=== Set exercise ===
Select every line of the entries below that contains the word "blind", and copy those lines out.

(Region segmentation data)
= = =

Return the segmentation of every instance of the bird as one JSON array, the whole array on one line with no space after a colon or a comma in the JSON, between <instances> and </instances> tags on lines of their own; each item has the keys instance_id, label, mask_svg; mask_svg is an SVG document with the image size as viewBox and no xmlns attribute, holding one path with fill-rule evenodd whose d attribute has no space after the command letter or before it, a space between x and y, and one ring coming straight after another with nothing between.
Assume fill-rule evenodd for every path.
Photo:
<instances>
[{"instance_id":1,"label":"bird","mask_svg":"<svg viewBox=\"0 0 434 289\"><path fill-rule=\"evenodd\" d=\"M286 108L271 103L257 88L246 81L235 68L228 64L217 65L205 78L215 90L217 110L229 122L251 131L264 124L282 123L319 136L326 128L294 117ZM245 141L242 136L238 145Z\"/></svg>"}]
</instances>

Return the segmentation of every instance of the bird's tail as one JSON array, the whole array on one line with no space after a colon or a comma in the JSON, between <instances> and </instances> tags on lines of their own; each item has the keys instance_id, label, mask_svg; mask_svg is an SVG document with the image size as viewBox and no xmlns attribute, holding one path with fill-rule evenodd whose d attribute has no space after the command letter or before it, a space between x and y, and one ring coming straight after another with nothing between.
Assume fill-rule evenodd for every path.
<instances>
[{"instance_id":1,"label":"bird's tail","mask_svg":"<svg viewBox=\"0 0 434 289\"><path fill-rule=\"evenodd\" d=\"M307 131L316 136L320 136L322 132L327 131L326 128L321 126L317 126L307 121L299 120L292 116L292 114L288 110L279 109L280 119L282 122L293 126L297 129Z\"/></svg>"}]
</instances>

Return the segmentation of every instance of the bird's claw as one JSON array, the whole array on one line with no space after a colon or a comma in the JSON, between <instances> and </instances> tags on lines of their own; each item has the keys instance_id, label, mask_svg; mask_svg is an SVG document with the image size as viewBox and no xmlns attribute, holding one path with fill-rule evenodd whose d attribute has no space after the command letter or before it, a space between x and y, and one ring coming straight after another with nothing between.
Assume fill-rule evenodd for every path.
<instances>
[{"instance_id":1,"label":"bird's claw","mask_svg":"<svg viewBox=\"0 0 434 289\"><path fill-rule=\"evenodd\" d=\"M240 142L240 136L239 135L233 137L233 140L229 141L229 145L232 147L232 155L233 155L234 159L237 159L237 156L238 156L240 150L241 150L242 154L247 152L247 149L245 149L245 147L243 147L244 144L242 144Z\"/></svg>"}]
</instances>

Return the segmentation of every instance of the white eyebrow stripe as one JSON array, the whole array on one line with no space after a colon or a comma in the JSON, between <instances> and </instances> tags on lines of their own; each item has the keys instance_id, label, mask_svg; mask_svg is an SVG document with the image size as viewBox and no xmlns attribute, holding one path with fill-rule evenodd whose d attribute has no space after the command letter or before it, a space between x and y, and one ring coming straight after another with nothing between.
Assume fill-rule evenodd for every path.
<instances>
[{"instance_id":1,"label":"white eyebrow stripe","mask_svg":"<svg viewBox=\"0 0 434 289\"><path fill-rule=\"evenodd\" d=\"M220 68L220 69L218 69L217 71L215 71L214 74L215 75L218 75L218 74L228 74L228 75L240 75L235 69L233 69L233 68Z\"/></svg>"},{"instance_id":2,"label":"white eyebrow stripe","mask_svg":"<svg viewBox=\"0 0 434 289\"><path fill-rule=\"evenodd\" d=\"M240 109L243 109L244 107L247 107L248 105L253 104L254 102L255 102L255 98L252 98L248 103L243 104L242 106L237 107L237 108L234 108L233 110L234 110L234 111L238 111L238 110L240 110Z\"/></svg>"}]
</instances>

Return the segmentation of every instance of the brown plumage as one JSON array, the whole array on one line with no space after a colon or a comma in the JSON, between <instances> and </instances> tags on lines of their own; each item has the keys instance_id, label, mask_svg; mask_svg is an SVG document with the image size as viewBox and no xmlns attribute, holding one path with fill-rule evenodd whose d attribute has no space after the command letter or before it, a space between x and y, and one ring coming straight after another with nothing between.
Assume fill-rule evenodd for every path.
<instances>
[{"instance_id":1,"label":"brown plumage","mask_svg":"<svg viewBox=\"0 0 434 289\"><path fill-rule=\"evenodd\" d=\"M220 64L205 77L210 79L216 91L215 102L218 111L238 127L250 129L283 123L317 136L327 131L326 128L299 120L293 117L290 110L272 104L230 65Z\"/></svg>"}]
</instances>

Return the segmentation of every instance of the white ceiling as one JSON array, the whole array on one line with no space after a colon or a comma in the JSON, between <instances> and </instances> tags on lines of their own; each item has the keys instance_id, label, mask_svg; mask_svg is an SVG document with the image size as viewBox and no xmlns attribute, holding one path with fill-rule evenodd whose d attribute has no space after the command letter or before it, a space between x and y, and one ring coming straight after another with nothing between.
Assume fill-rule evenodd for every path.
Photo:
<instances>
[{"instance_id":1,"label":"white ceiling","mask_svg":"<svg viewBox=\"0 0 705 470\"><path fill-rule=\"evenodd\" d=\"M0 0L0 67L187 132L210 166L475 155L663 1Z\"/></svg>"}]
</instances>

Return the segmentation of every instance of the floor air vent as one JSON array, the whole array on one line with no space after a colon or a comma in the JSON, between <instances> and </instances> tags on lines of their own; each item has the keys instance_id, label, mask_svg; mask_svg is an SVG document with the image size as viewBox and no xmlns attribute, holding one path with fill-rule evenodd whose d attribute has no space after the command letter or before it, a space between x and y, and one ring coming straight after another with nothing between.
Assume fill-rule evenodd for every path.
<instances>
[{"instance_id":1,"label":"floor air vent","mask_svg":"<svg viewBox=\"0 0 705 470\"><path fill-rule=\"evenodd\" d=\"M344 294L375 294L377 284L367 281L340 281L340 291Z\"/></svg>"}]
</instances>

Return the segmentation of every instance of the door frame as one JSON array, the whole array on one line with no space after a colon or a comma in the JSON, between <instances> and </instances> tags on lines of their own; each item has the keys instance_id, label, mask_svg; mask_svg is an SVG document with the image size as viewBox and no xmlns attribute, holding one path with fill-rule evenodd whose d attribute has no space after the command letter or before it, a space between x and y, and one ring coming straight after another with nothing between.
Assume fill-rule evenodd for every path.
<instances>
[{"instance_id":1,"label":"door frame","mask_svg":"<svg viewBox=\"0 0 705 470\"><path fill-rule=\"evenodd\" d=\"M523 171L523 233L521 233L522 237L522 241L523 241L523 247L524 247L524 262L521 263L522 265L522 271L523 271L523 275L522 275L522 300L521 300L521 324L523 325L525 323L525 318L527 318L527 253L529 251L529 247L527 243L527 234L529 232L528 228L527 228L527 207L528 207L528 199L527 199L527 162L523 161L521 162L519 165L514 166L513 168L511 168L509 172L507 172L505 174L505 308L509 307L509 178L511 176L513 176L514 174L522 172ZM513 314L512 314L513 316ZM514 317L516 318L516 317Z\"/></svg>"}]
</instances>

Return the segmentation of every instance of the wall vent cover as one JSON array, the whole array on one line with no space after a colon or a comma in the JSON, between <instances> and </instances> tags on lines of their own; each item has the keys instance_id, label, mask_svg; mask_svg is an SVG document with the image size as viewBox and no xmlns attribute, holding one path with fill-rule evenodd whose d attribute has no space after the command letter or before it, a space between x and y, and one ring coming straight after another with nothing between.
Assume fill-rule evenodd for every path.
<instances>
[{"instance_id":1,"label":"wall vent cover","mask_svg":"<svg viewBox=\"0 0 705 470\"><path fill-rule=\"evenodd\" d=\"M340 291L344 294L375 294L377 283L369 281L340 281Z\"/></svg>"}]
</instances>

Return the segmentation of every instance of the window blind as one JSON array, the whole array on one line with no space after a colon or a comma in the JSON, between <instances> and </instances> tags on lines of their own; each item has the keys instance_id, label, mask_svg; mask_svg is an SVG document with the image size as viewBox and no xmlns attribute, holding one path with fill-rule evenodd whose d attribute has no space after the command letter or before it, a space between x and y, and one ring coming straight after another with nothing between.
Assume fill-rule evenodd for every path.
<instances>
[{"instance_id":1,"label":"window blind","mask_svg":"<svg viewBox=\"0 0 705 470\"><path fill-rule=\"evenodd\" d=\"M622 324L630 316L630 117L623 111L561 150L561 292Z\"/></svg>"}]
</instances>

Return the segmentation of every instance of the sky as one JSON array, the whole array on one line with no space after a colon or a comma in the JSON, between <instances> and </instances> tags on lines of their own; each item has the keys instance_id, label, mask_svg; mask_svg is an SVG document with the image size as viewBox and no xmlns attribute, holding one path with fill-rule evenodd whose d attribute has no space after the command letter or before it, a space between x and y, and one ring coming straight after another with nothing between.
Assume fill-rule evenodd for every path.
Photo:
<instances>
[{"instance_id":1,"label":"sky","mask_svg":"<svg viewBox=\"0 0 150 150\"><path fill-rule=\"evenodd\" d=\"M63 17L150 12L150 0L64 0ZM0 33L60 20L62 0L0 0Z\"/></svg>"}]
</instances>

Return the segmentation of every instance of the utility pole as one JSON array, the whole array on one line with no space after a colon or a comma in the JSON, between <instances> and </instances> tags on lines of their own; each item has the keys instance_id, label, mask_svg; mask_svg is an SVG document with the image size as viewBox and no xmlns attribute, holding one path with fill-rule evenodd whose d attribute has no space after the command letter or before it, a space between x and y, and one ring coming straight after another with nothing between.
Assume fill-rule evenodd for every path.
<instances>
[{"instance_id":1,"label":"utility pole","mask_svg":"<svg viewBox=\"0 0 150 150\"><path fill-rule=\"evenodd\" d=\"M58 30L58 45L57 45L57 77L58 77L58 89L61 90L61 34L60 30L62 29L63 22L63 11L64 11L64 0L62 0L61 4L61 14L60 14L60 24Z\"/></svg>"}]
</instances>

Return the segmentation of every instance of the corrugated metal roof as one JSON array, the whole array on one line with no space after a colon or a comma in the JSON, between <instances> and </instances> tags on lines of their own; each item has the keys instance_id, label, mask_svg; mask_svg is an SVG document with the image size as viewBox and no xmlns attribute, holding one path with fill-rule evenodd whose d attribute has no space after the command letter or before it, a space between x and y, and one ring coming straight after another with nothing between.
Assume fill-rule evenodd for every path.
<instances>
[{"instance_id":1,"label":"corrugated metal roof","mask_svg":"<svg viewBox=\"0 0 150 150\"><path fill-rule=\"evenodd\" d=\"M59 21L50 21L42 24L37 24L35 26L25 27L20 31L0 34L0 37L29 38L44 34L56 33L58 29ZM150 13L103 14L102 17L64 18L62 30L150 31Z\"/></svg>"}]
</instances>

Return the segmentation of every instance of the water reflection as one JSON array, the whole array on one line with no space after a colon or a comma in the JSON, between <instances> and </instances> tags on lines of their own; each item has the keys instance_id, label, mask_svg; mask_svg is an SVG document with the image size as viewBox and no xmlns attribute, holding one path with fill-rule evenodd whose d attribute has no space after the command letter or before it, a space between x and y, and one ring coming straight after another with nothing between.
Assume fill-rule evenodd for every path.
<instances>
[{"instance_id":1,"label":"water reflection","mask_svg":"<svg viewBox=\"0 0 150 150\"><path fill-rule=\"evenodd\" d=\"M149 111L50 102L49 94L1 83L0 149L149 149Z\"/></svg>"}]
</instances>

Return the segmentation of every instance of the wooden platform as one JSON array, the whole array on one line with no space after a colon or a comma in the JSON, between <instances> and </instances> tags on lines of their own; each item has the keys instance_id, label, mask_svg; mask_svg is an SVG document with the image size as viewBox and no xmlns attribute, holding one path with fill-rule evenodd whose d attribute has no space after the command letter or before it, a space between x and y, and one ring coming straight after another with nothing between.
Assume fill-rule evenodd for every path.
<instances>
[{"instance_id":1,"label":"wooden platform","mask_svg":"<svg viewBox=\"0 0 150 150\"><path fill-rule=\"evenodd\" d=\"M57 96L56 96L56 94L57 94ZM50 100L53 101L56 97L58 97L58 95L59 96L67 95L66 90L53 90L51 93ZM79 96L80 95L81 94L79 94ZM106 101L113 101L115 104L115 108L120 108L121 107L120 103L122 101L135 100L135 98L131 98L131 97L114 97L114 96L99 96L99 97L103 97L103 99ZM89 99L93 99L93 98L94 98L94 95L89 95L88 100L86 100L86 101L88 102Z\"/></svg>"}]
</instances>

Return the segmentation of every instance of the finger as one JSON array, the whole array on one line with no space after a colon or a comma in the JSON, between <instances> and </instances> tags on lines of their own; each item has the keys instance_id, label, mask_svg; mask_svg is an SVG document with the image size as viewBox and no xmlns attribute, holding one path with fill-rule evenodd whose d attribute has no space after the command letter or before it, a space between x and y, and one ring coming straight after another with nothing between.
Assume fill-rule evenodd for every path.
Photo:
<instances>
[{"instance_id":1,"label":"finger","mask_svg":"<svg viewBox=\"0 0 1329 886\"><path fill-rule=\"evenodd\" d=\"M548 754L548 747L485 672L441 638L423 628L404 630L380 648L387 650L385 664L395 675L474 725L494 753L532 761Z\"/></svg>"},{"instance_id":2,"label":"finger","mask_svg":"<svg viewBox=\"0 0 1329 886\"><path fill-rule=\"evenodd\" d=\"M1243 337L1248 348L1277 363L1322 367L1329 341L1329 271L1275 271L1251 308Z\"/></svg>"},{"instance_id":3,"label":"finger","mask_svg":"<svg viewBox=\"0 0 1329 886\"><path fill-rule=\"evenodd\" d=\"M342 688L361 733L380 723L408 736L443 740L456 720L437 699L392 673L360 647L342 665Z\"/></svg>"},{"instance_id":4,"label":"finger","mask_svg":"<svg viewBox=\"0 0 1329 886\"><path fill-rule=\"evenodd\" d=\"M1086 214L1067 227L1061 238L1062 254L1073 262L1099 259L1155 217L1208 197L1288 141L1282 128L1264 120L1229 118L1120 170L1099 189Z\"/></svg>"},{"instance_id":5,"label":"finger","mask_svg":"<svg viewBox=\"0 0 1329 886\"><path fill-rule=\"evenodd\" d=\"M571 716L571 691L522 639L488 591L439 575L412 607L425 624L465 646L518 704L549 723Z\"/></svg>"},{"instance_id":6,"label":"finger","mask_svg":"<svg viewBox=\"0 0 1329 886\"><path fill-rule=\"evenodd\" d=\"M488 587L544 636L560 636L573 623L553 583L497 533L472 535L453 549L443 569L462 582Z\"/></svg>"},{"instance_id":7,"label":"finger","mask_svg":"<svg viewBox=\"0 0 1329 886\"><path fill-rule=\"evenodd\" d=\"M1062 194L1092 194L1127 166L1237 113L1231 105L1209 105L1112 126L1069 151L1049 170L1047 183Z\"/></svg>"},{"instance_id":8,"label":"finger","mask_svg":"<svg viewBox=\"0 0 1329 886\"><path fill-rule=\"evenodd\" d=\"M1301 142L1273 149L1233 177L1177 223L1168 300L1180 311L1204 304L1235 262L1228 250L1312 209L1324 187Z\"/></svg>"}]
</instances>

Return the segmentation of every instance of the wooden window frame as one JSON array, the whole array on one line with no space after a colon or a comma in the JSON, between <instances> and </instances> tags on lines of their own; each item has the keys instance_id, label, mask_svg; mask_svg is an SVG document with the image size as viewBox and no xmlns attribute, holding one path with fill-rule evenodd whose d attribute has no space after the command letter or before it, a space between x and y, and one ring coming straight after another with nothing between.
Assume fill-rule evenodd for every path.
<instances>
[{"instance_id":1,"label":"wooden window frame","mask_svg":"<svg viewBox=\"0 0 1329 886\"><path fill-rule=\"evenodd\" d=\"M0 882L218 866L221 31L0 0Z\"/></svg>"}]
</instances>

= = =

=== Output for this task ===
Return the segmentation of every instance of the window blind as one JSON array, the whole array on one line with no space after a colon or a comma in the JSON, between <instances> and </instances> tags on lines of their own; each item has the keys instance_id, label, mask_svg; mask_svg is an SVG document with the image size as viewBox and no xmlns attribute, holding one path with fill-rule evenodd whose d attribute has no space after the command letter or before it, a space between x and y, and one ring coming straight after another with nothing between.
[{"instance_id":1,"label":"window blind","mask_svg":"<svg viewBox=\"0 0 705 470\"><path fill-rule=\"evenodd\" d=\"M622 324L630 316L630 117L623 111L561 150L561 292Z\"/></svg>"}]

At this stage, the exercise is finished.